In fact, few and far between were the ones who thought for themselves and asked interesting, compelling questions. Most regurgitated whatever a source, producer or press release told them without a second thought.
Sad. So sad.
By Tere, at 11:00 AM
The smells of sweat, butt, and overpriced cologne and perfume are pervasive.....I'm nauseous just from the words...glad I was not there!!!
By Claudia , at 11:27 AM
So a blue-hair from my hood was kickin' it? Go granny, go granny...
Have a great weekend!
By Christina_the_wench, at 11:54 AM
Oh oh! I have a "Miami moment"! I was at (in?) South Beach for the Miami Art Basel art thingy (my command of English is daunting, I know) and I was shopping on Lincoln Road with all the beautiful people. I think I probably looked like a little Asian midget. Anyhow, this gorgeous Amazonian girl came up to me and asked me if her little dog looked good in this bag and if the bag looked good with her hair.
I swear I am not making that up.
By Lee, at 1:03 PM
You are so much cooler than I am.
By mist1, at 1:24 PM
so...why are you so jameselicious?
Sorry. had to. :-)
By Anonymous, at 2:53 PM
The problem with print media is that it's the modern equivalent of the buggy whip--but a few of us still drive buggies. The bedazzlement of lights and cameras draws egomaniacs like moths to a fire--too close and you will be burned to a crisp, but you will go out in a blaze of glory.
Your problem sounds like your news organization didn't stress to the event organizers the alarming frequency with which you can rehash the same snub story. Morning edition, special nighttime edition and updates on your internet site and I'm sure McClatchy owns rights in a couple of television or radio outlets which can make a stink about their sister news organization getting the cold shoulder.

(What you are asked to do)
Write out the comment thread word for word, from "Have a great" up to and including "cooler than I am.".

(Data excerpts)
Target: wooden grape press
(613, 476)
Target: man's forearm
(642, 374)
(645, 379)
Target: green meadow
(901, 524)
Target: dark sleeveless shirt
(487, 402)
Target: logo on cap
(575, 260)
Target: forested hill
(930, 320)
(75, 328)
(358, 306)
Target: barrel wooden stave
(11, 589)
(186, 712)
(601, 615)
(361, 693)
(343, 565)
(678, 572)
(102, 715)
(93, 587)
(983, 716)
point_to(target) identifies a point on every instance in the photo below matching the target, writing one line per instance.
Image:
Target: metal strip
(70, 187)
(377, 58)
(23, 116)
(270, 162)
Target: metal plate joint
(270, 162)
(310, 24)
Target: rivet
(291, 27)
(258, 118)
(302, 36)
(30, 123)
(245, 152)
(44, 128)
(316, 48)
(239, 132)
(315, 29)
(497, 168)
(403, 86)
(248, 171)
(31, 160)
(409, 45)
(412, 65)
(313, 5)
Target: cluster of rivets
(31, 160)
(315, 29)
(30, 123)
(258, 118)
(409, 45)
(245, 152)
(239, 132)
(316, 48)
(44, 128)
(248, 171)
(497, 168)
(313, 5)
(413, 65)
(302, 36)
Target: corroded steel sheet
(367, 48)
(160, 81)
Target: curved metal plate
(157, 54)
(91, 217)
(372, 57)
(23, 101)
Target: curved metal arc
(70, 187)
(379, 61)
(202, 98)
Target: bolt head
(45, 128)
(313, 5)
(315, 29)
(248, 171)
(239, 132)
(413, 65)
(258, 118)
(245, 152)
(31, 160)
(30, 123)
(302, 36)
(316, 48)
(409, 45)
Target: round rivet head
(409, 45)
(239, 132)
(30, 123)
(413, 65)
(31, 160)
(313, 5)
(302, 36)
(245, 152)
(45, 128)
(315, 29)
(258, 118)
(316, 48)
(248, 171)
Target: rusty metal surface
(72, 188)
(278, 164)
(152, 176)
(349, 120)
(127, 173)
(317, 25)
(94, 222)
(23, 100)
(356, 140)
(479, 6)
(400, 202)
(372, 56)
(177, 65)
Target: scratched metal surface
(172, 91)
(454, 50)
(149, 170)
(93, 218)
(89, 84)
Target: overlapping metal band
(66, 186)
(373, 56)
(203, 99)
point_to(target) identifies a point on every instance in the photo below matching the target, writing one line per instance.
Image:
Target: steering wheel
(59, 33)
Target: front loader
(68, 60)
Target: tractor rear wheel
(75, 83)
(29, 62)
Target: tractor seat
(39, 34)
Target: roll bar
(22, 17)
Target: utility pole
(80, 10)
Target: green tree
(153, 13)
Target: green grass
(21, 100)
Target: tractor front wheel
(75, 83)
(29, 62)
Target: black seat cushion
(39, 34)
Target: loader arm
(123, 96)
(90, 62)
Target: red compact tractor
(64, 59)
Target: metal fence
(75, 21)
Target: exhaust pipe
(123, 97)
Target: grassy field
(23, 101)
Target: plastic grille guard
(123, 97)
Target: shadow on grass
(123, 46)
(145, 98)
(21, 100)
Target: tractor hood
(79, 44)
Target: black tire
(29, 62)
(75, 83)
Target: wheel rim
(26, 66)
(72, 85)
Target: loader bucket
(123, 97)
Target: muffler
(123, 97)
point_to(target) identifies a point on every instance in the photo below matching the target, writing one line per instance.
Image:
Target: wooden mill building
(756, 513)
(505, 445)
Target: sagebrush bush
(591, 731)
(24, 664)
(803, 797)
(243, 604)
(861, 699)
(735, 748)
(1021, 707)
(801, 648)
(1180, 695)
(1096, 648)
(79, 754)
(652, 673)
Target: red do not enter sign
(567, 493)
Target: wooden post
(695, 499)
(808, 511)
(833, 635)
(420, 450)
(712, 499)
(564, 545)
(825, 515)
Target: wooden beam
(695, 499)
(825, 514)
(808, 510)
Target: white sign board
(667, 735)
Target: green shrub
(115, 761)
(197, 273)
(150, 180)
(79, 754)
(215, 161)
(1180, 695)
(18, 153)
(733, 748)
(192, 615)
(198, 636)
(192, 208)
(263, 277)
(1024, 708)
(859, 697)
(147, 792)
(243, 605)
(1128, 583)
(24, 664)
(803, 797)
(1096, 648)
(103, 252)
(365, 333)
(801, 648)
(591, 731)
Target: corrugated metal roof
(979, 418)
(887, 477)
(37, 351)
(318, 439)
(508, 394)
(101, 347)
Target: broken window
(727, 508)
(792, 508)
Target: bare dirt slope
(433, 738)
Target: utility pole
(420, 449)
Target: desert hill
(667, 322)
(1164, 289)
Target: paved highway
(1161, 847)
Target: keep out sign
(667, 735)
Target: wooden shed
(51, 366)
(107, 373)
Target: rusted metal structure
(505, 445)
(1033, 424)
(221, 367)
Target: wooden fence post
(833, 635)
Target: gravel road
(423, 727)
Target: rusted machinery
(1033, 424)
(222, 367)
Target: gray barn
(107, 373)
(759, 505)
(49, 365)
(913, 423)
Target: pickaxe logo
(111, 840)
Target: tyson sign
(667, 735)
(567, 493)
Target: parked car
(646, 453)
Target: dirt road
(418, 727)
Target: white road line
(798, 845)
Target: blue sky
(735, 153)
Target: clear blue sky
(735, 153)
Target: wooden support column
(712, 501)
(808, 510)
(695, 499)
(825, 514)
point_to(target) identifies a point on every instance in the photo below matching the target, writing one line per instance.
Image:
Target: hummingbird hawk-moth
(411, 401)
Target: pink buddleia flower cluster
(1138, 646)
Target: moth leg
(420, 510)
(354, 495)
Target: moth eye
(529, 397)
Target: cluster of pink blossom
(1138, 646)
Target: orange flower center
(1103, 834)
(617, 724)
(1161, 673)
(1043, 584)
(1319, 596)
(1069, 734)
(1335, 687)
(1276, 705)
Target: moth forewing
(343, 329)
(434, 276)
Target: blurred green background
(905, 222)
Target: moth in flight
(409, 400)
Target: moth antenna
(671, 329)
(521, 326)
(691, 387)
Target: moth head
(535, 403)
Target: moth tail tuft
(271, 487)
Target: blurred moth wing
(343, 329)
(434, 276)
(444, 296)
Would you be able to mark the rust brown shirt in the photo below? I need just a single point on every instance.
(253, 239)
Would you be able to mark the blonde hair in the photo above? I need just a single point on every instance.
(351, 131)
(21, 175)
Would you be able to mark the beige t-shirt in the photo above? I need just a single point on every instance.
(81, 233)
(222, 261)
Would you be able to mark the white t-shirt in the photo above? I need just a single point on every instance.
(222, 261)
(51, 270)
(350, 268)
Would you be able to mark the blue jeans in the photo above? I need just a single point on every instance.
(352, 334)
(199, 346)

(Response)
Have a great weekend!
By Christina_the_wench, at 11:54 AM
Oh oh! I have a "Miami moment"! I was at (in?) South Beach for the Miami Art Basel art thingy (my command of English is daunting, I know) and I was shopping on Lincoln Road with all the beautiful people. I think I probably looked like a little Asian midget. Anyhow, this gorgeous Amazonian girl came up to me and asked me if her little dog looked good in this bag and if the bag looked good with her hair.
I swear I am not making that up.
By Lee, at 1:03 PM
You are so much cooler than I am.